In the comments on wine, what does Doug Frost call himself?

====== Given passage ======

I have to admit that as a young man I was fascinated with the taste of wine but couldn't appreciate beer at all. To this day, I do not like beer. Perhaps it is my loss, but that is my choice. If someone wishes to call me a wine snob, so be it.

Finally, I do not drink wine to get high. Doing so only destroys my appreciation for what I am drinking. Perhaps I am in a small minority in that regard, but so what?
Jonathan Lawrence
somewhere in the world —  October 4, 2011 1:56pm ET
Matt, once again you're comparing wine with (other) objects of art, noting that it is "like other aesthetic pleasures." In short, if wine is literally comparable to "other" art objects (music and contemporary art), how can it not be an object of art, not merely a conveyor of "aesthetic pleasure." If art is what provides the recipient with aesthetic pleasure, and the consumption of wine provides (at least some of) us with aesthetic pleasure, the conclusion seems unavoidable.
Mr Andrew J Green
Kansas —  October 4, 2011 2:13pm ET
Doug Frost, another excellent wine authority and writer, describes himself as a "flavor craver." That sums it up in just two words for me. The alcohol may be a plus, but if that's all it was about, we'd just dilute pure grain alcohol to a comfortable level and swig that. Wine is not primarily a vehicle for alcohol, even is some people want to treat it that way. It is an experience.

====== Recorded information ======

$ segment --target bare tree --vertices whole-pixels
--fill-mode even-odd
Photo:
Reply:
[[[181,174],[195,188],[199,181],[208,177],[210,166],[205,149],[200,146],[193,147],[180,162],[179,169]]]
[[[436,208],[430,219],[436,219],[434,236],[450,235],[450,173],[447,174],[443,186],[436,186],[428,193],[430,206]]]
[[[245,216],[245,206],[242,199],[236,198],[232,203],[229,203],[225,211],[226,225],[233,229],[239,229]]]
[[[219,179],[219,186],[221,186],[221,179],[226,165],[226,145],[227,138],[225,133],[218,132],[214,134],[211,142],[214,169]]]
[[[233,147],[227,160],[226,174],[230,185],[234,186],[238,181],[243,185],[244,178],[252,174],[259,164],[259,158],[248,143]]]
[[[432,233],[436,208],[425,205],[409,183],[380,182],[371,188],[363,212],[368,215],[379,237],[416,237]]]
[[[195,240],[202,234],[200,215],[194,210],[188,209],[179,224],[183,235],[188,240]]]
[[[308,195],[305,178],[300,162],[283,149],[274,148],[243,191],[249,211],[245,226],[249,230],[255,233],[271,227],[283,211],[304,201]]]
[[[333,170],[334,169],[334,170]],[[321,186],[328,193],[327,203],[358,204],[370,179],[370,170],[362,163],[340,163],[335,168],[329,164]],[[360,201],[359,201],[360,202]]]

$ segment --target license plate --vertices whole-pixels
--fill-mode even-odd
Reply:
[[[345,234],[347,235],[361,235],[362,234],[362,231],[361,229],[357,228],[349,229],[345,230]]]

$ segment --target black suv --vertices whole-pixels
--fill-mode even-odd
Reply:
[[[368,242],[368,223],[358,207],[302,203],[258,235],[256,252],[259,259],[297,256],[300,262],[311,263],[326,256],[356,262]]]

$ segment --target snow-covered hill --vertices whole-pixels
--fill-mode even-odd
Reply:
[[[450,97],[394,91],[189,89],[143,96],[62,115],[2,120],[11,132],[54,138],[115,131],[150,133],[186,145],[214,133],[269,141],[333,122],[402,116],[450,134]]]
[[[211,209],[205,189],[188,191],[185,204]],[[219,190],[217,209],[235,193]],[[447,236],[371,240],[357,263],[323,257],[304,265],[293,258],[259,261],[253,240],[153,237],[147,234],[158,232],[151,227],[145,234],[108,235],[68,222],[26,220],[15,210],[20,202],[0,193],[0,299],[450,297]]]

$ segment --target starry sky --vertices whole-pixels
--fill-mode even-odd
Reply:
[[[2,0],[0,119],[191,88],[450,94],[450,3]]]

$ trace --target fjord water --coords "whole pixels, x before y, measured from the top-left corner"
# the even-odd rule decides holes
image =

======
====== Recorded information ======

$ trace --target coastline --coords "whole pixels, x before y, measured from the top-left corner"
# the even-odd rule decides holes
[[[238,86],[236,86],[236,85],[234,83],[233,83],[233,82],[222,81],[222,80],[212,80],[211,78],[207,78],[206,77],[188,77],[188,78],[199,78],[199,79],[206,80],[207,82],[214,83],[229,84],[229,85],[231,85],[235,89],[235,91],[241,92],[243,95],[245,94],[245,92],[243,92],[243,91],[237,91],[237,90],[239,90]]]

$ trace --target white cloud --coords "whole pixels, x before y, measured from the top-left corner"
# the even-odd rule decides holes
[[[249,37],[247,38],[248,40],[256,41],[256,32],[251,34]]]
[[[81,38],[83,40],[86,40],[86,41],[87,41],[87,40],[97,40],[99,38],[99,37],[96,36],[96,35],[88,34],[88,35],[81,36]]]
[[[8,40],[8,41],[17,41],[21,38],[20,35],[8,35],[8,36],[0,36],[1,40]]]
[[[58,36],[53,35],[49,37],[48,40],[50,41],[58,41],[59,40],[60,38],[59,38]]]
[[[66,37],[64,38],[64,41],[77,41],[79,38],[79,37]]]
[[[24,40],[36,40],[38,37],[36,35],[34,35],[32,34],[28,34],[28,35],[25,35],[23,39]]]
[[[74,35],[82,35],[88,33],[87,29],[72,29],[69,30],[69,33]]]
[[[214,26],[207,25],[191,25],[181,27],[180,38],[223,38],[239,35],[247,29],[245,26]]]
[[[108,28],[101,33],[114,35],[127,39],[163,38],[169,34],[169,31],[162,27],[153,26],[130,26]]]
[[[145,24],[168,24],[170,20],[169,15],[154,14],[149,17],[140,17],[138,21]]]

======

- Exercise output
A "flavor craver."